ACTIVITY: For the entries below, how many lines include the word "window"? Give the figure and nothing more.

MATERIAL SUPPLIED:
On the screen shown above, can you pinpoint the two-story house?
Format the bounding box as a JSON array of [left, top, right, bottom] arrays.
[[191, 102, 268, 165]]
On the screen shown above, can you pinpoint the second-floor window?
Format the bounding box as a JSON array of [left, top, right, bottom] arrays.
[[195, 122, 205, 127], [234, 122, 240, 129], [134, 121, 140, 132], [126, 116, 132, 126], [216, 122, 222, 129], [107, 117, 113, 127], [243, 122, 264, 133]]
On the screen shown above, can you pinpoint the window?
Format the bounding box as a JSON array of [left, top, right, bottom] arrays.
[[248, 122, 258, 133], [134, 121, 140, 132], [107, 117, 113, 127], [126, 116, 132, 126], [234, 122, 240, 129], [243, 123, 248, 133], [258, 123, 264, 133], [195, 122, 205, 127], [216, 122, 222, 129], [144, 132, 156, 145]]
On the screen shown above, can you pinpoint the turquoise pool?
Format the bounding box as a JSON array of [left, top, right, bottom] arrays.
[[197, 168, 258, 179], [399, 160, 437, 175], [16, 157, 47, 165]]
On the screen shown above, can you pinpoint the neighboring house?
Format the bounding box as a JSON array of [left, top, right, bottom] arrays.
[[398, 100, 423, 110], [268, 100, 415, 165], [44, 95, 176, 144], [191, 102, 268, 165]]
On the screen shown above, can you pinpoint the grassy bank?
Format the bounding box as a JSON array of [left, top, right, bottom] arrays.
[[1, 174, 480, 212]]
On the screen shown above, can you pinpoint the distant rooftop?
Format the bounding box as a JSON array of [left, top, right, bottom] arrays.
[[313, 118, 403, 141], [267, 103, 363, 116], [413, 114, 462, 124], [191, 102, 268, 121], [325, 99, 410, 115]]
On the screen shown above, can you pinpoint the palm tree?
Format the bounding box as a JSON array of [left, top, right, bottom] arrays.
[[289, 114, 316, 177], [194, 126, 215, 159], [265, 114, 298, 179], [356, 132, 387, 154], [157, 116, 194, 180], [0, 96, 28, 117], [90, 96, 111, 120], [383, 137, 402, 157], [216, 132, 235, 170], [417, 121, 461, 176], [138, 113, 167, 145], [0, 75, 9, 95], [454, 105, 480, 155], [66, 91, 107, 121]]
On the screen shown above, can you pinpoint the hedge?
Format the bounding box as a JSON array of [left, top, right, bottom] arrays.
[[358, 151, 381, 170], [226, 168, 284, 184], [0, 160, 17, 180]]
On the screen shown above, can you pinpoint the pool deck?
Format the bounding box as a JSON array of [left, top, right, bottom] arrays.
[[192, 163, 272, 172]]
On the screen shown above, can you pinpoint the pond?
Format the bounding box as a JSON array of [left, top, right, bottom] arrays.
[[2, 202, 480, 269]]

RESULT: 2